◆ PROBLEM DESCRIPTION
For each line in the material below that holds "test", copy that line.
═══ MATERIAL FOR THIS TASK
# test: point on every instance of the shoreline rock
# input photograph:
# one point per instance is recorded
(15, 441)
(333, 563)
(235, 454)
══════
═══ MATERIAL FOR THIS TASK
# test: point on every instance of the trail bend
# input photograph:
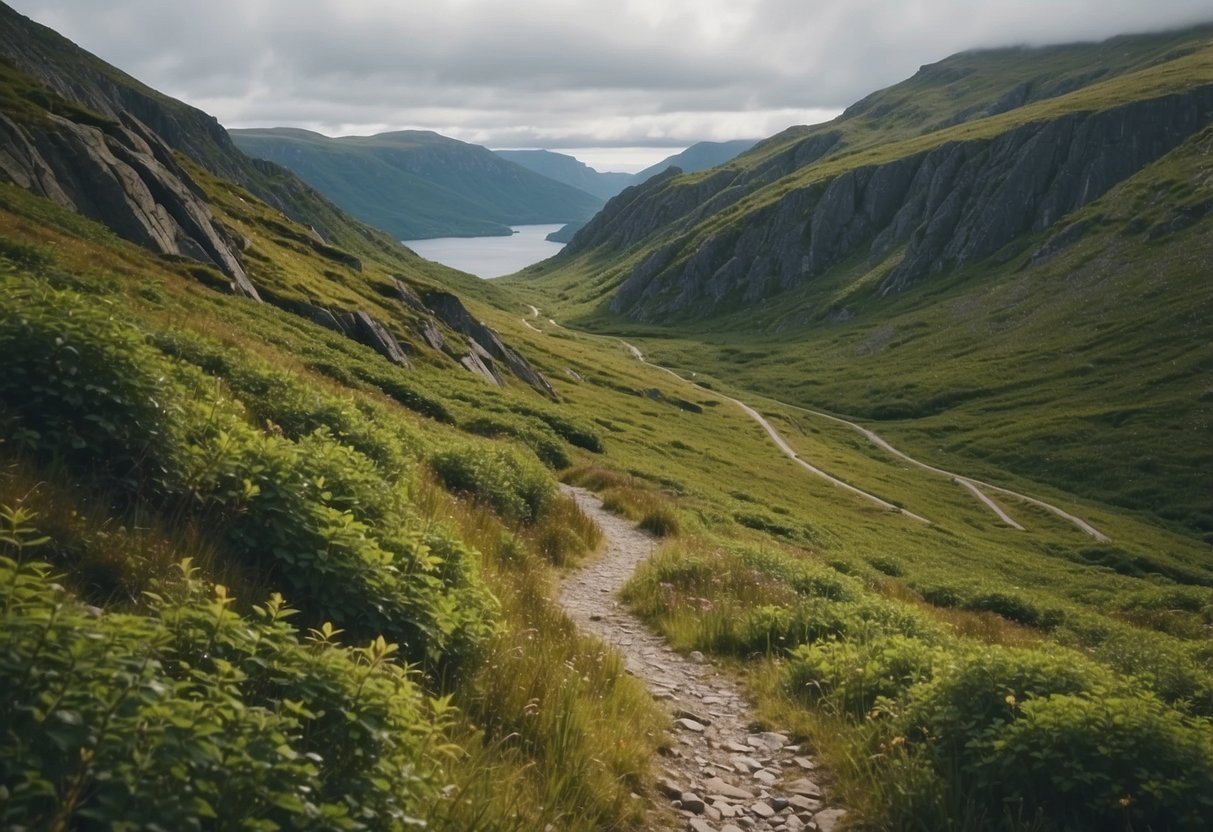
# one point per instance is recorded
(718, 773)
══════
═══ MATERIAL FOR THIS TASK
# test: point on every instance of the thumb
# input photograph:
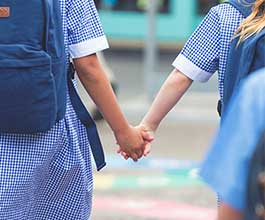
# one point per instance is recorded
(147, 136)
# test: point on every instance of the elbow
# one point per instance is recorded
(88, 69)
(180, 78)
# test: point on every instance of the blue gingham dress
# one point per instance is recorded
══════
◆ EXERCISE SOLUTION
# test: point on every instance of the shoreline rock
# test: point on every instance of the trail bend
# test: point on every instance of the thumb
# test: point on every instance of the elbow
# test: point on every instance of the blue gingham dress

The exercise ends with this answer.